(Saved data entries)
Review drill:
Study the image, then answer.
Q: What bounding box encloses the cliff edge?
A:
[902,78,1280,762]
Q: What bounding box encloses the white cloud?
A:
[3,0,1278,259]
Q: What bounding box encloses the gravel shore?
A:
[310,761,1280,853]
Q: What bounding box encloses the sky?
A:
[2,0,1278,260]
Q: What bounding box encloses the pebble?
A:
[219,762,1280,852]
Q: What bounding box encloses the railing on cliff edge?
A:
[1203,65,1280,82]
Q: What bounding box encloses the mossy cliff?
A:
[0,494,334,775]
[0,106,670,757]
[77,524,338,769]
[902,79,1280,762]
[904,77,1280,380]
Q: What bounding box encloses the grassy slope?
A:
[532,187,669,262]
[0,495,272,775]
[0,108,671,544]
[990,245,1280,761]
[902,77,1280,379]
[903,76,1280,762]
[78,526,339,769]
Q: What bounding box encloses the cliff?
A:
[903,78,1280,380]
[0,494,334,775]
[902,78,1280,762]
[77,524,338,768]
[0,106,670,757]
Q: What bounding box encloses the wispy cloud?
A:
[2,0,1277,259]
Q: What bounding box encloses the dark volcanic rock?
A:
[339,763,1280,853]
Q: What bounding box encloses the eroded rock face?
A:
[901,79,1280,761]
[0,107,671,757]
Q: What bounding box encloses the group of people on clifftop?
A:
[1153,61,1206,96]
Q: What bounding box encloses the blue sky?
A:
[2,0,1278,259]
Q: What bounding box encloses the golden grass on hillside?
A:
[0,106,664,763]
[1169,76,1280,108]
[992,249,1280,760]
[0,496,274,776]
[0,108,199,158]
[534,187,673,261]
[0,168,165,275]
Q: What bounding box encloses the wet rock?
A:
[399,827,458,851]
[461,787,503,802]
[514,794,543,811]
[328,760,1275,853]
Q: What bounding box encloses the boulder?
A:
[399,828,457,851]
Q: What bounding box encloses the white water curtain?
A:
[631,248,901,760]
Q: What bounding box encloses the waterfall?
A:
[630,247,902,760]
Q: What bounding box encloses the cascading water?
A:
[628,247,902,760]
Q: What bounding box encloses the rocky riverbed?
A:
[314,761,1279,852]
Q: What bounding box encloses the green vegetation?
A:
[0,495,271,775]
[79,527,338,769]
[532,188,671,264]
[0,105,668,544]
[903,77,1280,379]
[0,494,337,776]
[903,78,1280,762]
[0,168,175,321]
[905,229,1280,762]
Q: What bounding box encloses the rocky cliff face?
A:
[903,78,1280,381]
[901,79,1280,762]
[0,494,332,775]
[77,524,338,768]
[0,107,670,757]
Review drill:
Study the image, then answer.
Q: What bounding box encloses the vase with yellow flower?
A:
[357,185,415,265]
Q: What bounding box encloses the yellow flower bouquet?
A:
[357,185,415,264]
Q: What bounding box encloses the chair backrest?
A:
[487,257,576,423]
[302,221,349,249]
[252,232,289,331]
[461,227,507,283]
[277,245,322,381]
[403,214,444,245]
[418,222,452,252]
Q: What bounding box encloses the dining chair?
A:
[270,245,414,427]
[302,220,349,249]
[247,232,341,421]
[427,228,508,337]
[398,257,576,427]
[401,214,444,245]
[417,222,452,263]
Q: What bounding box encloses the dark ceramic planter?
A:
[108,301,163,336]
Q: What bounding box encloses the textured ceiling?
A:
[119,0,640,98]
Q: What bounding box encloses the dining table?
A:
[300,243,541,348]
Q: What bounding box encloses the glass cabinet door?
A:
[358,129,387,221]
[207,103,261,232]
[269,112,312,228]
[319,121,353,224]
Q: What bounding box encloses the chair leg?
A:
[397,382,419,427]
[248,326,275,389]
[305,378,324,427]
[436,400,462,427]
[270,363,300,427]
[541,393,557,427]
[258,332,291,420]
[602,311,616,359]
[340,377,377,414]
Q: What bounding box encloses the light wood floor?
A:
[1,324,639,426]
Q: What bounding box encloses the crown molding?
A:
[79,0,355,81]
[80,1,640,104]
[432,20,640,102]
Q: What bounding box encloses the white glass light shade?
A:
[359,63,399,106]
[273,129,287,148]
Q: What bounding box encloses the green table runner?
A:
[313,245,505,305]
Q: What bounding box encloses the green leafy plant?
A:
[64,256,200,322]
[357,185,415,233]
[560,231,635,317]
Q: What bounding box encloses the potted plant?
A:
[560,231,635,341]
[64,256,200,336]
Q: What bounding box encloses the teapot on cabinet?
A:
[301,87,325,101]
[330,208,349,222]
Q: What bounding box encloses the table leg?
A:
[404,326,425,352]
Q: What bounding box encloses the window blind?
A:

HOW TO COMPLETE THIS TASK:
A faithful, complete copy of the entries above is required.

RESULT OF THE TASK:
Review drill:
Study the image, then answer.
Q: What bounding box encloses the cliff edge?
A:
[902,78,1280,762]
Q: What bounding box encloses the white cloud?
A:
[3,0,1278,259]
Q: What bounding box encloses the gravel shore?
A:
[310,761,1280,853]
Q: What bounding box encloses the sky?
A:
[2,0,1278,260]
Q: What bounding box encloses the pebble?
A:
[219,762,1280,852]
Q: What bounding box encloses the railing on cliff edge?
A:
[1203,65,1280,82]
Q: What bounding box encloses the mossy cliff?
A:
[0,494,334,775]
[0,106,670,757]
[77,524,338,769]
[902,79,1280,762]
[904,77,1280,380]
Q: What bounding box encloses the grassy slope?
A:
[532,187,669,262]
[0,495,272,775]
[0,108,671,544]
[990,245,1280,761]
[902,77,1280,379]
[903,76,1280,762]
[78,526,339,769]
Q: What bounding box encloses the cliff?
A:
[903,78,1280,380]
[0,494,334,775]
[902,78,1280,762]
[77,524,338,768]
[0,106,670,757]
Q: What bounding box encloses the wispy cloud?
A:
[2,0,1277,259]
Q: What bounding box encloses the dark volcanic rock?
A:
[339,763,1280,853]
Q: What bounding box encloses the eroded rock face?
A:
[901,79,1280,761]
[0,107,671,757]
Q: What bounding box encloses the group of people on clifftop?
A:
[1153,61,1206,96]
Q: What bounding box encloses the blue sky?
A:
[2,0,1278,259]
Q: What bounding box encloses the golden grass on hillside?
A:
[0,106,664,763]
[1169,76,1280,108]
[992,249,1280,760]
[0,496,274,776]
[0,108,199,158]
[534,187,673,261]
[0,168,165,275]
Q: What bounding box encloses the wet rock?
A:
[399,827,458,851]
[461,787,503,802]
[514,794,543,811]
[328,760,1275,853]
Q: What bounding box encloses the boulder?
A:
[399,828,457,851]
Q: What bounding box encloses the white water curtain?
A:
[631,248,901,760]
Q: What bounding box encloses the waterfall?
A:
[630,247,902,760]
Q: What bounding box encloses the cascading water?
A:
[628,247,902,760]
Q: What bounding box encloses the rocky riverbed?
A:
[314,761,1279,852]
Q: What bounding box encloses the green vegetation?
A:
[0,495,271,775]
[79,527,338,769]
[532,188,671,264]
[0,105,668,544]
[903,77,1280,379]
[0,494,337,776]
[903,78,1280,762]
[0,168,175,321]
[905,229,1280,762]
Q: What bounding box encloses the rocky cliff face?
A:
[903,78,1280,381]
[901,79,1280,762]
[0,494,332,775]
[77,524,338,768]
[0,107,670,757]
Review drill:
Study the image, then answer.
Q: What bounding box encloses the vase with yellow flower?
A:
[357,185,415,265]
Q: What bounding box encloses the yellow flower bouquet?
A:
[357,185,415,264]
Q: What bounding box encloses the chair backrest?
A:
[487,257,576,423]
[302,221,349,249]
[252,232,289,331]
[461,227,507,283]
[277,245,322,381]
[403,214,444,245]
[418,222,452,252]
Q: What bounding box encloses the dining chair?
A:
[270,245,414,427]
[302,220,349,249]
[247,232,341,421]
[427,228,508,337]
[398,257,576,427]
[401,214,444,245]
[417,222,452,263]
Q: What bounding box encloses the dark ceramic planter?
A:
[108,301,163,336]
Q: What bounding box encloses the textured ceiling?
A:
[119,0,640,98]
Q: What bounding box encloses the dining table?
A:
[300,243,541,348]
Q: What bounding box encloses the glass cabinet door?
A:
[358,129,387,221]
[207,103,261,232]
[269,112,312,228]
[319,121,353,224]
Q: What bounding box encloses the chair leg?
A:
[397,382,419,427]
[248,326,275,389]
[305,378,324,427]
[436,400,462,427]
[270,363,300,427]
[541,393,557,427]
[258,332,291,420]
[602,311,616,359]
[340,377,377,414]
Q: What bounding box encloses the light wood floor?
A:
[1,324,639,426]
Q: What bounding box encloses the crown molding?
A:
[79,0,355,81]
[80,1,640,104]
[432,20,640,102]
Q: What bounding box encloses the white glass light shade?
A:
[359,63,399,106]
[273,129,287,148]
Q: What bounding box encloses the green table runner?
A:
[313,245,505,305]
Q: What bounding box encloses the green leafy plant?
A:
[64,256,200,322]
[357,185,415,233]
[560,231,635,317]
Q: What bounding box encloses the potted plant?
A:
[560,231,635,341]
[64,256,200,336]
Q: What bounding box encloses the teapot on cabinet?
A:
[301,87,325,101]
[330,208,349,222]
Q: What bounding box encloses the table leg?
A:
[404,326,425,352]
Q: What bounding box encloses the window blind?
A:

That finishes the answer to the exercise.